_Information shown:_
.....
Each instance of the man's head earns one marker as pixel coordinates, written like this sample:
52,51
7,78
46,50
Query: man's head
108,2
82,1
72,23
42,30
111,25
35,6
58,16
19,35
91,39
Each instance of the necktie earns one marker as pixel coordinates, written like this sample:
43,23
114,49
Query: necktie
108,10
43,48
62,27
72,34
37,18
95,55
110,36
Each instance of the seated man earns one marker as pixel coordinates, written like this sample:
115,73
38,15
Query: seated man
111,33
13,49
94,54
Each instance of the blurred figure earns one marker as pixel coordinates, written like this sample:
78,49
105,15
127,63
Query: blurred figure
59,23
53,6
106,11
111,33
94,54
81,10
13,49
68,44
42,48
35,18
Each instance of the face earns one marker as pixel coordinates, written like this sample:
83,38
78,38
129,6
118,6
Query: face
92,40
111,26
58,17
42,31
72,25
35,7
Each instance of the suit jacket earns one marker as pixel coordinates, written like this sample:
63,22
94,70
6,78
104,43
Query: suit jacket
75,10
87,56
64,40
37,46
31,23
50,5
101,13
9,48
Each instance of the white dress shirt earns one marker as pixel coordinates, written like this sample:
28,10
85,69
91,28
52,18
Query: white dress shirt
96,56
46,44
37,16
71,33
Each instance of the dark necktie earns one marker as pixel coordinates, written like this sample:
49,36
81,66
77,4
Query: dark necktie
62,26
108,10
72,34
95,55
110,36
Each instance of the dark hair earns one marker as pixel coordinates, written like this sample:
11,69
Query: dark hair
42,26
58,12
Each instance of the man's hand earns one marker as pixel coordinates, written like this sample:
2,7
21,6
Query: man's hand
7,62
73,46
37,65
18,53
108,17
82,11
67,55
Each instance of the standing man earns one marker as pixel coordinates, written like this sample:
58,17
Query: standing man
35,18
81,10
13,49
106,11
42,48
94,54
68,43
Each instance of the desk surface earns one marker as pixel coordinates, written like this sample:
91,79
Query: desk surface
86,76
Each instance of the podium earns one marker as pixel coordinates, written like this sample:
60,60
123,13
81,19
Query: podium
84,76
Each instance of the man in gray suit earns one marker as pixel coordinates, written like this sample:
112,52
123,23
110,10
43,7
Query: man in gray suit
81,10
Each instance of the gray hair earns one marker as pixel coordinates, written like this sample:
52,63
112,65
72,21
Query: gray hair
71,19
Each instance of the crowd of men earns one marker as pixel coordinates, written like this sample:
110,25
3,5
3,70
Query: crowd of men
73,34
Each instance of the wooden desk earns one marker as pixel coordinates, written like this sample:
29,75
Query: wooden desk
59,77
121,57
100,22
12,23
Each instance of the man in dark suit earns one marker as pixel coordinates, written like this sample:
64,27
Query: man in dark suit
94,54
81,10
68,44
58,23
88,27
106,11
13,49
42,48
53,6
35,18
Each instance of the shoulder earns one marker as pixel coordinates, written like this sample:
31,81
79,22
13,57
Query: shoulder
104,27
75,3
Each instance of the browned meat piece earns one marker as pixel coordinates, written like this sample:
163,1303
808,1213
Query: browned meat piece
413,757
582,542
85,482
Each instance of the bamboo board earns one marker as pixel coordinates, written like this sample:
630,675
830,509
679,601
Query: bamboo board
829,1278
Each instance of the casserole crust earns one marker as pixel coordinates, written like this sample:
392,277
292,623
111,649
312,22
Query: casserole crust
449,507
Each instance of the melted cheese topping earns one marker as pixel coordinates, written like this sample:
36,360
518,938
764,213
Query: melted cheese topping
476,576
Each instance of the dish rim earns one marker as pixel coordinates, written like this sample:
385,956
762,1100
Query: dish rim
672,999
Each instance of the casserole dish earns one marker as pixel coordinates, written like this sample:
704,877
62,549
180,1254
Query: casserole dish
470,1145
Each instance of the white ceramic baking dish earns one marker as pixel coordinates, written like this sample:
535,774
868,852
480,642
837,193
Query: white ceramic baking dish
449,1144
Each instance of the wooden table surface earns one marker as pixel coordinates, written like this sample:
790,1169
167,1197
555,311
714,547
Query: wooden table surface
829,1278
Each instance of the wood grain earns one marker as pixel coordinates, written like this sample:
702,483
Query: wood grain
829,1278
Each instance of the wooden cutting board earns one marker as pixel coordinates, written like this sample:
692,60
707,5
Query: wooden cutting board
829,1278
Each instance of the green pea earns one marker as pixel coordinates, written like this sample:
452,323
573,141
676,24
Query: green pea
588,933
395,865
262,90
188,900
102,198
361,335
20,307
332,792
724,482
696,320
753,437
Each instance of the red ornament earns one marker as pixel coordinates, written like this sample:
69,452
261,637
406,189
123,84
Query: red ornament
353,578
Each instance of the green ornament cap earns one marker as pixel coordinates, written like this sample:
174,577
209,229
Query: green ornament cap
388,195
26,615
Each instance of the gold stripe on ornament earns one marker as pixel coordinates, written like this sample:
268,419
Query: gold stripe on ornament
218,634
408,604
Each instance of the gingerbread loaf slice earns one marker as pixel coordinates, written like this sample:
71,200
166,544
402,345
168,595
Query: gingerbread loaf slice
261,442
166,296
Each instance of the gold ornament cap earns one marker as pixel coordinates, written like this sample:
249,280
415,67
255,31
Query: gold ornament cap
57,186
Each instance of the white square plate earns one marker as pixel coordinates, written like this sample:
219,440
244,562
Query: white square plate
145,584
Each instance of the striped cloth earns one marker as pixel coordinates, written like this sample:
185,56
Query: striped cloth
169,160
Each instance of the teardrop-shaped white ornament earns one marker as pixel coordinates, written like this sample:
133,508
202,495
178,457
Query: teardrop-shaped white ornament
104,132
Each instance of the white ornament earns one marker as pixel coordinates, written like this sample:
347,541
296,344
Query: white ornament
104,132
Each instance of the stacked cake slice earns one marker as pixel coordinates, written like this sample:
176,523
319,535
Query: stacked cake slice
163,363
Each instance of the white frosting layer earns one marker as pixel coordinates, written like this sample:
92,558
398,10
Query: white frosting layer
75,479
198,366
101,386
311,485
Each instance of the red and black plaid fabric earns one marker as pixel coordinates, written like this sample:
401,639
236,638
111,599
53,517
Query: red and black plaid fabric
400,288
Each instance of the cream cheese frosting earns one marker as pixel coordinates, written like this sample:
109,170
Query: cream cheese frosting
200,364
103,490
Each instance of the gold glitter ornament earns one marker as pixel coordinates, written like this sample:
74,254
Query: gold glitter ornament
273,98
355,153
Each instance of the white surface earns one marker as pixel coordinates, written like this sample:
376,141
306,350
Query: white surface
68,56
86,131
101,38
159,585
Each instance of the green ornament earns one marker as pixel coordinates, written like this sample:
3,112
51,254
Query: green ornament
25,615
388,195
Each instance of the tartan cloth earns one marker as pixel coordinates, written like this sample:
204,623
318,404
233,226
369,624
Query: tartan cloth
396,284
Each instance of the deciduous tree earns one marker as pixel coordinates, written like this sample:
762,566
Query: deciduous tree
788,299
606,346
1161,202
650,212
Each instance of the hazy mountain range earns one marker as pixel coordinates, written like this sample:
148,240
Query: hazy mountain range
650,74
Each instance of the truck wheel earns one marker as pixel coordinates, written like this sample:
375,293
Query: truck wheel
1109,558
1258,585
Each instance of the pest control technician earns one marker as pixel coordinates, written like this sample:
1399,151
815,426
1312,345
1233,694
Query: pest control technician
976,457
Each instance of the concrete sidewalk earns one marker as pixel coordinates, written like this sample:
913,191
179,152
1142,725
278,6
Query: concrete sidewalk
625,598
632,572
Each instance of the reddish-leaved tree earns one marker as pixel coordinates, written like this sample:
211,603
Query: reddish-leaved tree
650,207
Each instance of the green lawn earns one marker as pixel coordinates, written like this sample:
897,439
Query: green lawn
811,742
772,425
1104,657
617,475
.....
_Task instructions:_ Please reproduce the entire listing, exactly as shown.

_The completed task:_
Each instance of the man's head earns one marker as pixel coordinates, written like this sample:
52,51
7,78
46,50
Query: man's head
108,2
82,1
72,23
42,30
111,25
35,6
58,16
19,35
91,39
Each instance of the necktie earns one marker as pixel coordinates, written like this sample:
43,23
114,49
Query: necktie
108,10
43,48
62,27
72,34
37,18
95,55
110,36
Each instance of the seated man earns one marker as pixel coordinates, written like this sample:
115,73
38,15
Query: seated man
111,33
13,49
94,54
Each instance of the blurred figure earns one marker as pixel coordinates, written like this sample:
78,49
105,15
127,63
Query: blurred figure
59,23
53,6
106,11
111,33
94,54
81,10
13,49
68,44
42,48
35,18
Each instance of the face earns one marker as pixel coordinates, written like this sample:
83,38
78,38
129,6
118,6
Query: face
92,40
111,26
58,17
42,31
72,25
35,7
Each instance of the suit jacket earns one marker as pixel coordinates, written like this sample:
63,22
94,70
6,78
104,43
Query: suit jacket
75,10
87,56
64,40
37,46
31,23
50,5
101,13
9,48
Each instance of the white dress shirt earns one marker as pixel coordinates, written like this sample:
28,10
85,69
91,28
52,18
Query: white dress shirt
96,56
46,44
37,16
71,33
Each instance of the dark necktie earns one marker as pixel coordinates, written like this sample:
49,36
81,66
77,4
Query: dark necktie
62,26
108,10
72,34
95,55
110,36
Each instance of the dark hair earns one marker as pixel coordinates, written like this sample:
11,69
Query: dark hair
42,26
58,12
Each instance of the man's hand earns one marker as pixel coordinates, written like this sample:
2,7
21,6
Query: man's hand
7,62
73,46
37,65
18,53
108,17
82,11
67,55
Each instance of the standing man earns one marker as pixel coordinates, written like this sample:
58,17
Query: standing man
35,18
81,10
13,49
106,11
42,48
94,54
68,43
Each instance of the desk surface earns one marker as pixel coordinates, written like this sample:
91,79
Query: desk surface
86,76
Each instance of the podium earns one marker as pixel coordinates, written like this sample:
60,60
123,13
81,19
Query: podium
84,76
Each instance of the man in gray suit earns one marker as pixel coordinates, written like this sample:
112,52
123,23
110,10
43,7
Query: man in gray suit
81,10
Each instance of the gray hair earns one marker as pixel coordinates, written like this sample:
52,63
112,65
72,21
Query: gray hair
71,19
Each instance of the crowd of men earns one marker as pixel coordinates, written like this sample:
110,25
3,5
3,70
Query: crowd of men
73,34
Each instance of the wooden desk earns one marker as pixel coordinates, written like this sample:
29,75
Query: wooden desk
59,77
121,57
100,22
12,23
Each instance of the man in dark suit earns one marker as pixel coordinates, written like this sample:
64,27
Query: man in dark suit
94,54
81,10
68,44
58,23
88,27
106,11
13,49
42,48
53,6
35,18
Each instance of the shoulder earns one marker as pixel coordinates, written like this sample:
31,81
79,22
13,57
Query: shoulder
104,27
75,3
Each instance of the browned meat piece earns one marker as pixel coordinates, written like this sample:
163,1303
808,1213
Query: browned meat piece
413,757
582,542
85,482
Each instance of the bamboo board earns one marker as pixel coordinates, written like this sample:
630,675
830,509
679,601
Query: bamboo board
829,1278
Each instance of the casserole crust earns one marker as pixel coordinates, written like this sample:
392,277
292,623
111,649
312,22
Query: casserole crust
449,507
Each instance of the melted cheese topping earns one marker as pixel coordinates, written like this sample:
36,360
518,938
764,213
Query: melted cheese topping
476,576
Each instance of the dish rim earns one marker as pixel coordinates, written like this sample:
385,956
762,1100
Query: dish rim
672,999
Each instance of the casserole dish earns one marker as pixel coordinates, written like this sample:
704,877
62,549
180,1254
Query: casserole dish
470,1145
Each instance of the white ceramic baking dish earns one marker as pixel coordinates, written like this sample:
535,774
868,852
480,642
837,193
Query: white ceramic baking dish
449,1144
Each instance of the wooden table surface earns one marker as pixel coordinates, written like this sample:
790,1169
167,1197
555,311
714,547
Query: wooden table surface
829,1278
Each instance of the wood grain earns one marker as pixel coordinates, written like this sample:
702,483
Query: wood grain
829,1278
Each instance of the wooden cutting board earns one marker as pixel coordinates, written like this sample:
692,60
707,5
Query: wooden cutting board
829,1278
Each instance of the green pea earns one marker as pixel coordinates, written like this sample:
452,323
573,141
676,24
Query: green pea
588,933
395,865
262,90
188,900
102,198
361,335
20,307
332,792
724,482
696,320
753,437
Each instance of the red ornament earns one marker as pixel coordinates, written like this sample:
69,452
261,637
406,189
123,84
Query: red ornament
353,578
Each instance of the green ornament cap earns one marker as pixel coordinates, written like this sample:
174,577
209,229
Query: green ornament cap
388,195
26,615
Each instance of the gold stripe on ornament earns one marker as pixel coordinates, written like this sample:
268,419
Query: gold stripe on ornament
218,634
408,604
Each instance of the gingerbread loaf slice earns one marker as pixel coordinates, written like this sample:
71,200
166,544
402,345
168,595
Query: gingerbread loaf slice
261,442
166,296
Each instance of the gold ornament cap earns one marker as pixel coordinates, written like this sample:
249,280
415,67
255,31
Query: gold ornament cap
57,186
Each instance of the white square plate earns one marker as pixel coordinates, written like this sample:
219,440
244,562
Query: white square plate
145,584
Each instance of the striped cloth earns one marker as pixel coordinates, written like this sample:
185,56
Query: striped cloth
169,160
Each instance of the teardrop-shaped white ornament earns one marker as pixel coordinates, written like this sample:
133,508
202,495
178,457
Query: teardrop-shaped white ornament
104,132
Each instance of the white ornament earns one marker as pixel coordinates, written like this sample:
347,541
296,344
Query: white ornament
104,132
Each instance of the stacked cake slice earns one marker as pixel coordinates, written like this sample:
176,523
319,535
Query: stacked cake slice
163,363
Each instance of the white frosting layer earns one marker as pixel coordinates, written like this sample:
92,558
398,10
Query: white frosting layer
75,479
198,366
101,386
311,485
Each instance of the red and black plaid fabric earns one marker as pixel coordinates, written like this sample:
401,639
236,638
111,599
53,517
Query: red and black plaid fabric
400,288
Each instance of the cream cheese frosting earns one marker as pixel coordinates, written like this sample:
109,170
Query: cream cheese frosting
200,364
103,490
Each instance of the gold glitter ornament earns one marker as pixel coordinates, written like this sample:
74,254
Query: gold glitter ornament
273,98
355,153
Each instance of the white surface earns one marker as pixel coordinates, written like this sample:
376,141
306,350
Query: white surface
68,56
86,131
101,38
159,585
Each instance of the green ornament earns one marker as pixel coordinates, written like this sample:
3,112
51,254
Query: green ornament
25,615
388,195
Each instance of the tartan cloth earns one marker as pixel coordinates, written like this sample:
204,623
318,404
233,226
369,624
Query: tartan cloth
396,284
Each instance of the deciduous tree earns one marker as pixel coordinates, written like this sample:
762,566
Query: deciduous tree
788,299
606,346
1161,202
650,212
Each instance of the hazy mountain range earns one marker as pixel coordinates, written like this sample:
148,240
Query: hazy mountain range
650,74
Each instance of the truck wheel earns one marker as pixel coordinates, written like this sample:
375,293
Query: truck wheel
1109,558
1258,585
Each instance of the pest control technician earns one marker as pixel coordinates, written like this sample:
1399,151
815,426
1312,345
1233,694
Query: pest control technician
976,457
Each instance of the concrete sidewalk earns one marker as pixel coordinates, written like this sample:
913,191
179,152
1142,725
278,6
Query: concrete sidewalk
625,598
632,572
Each instance of the reddish-leaved tree earns one marker as pixel coordinates, written like this sample:
211,603
Query: reddish-leaved tree
650,207
Each instance of the green lawn earns one marker as pixel coordinates, written like this sample:
897,439
Query: green lawn
811,742
772,425
1104,657
617,475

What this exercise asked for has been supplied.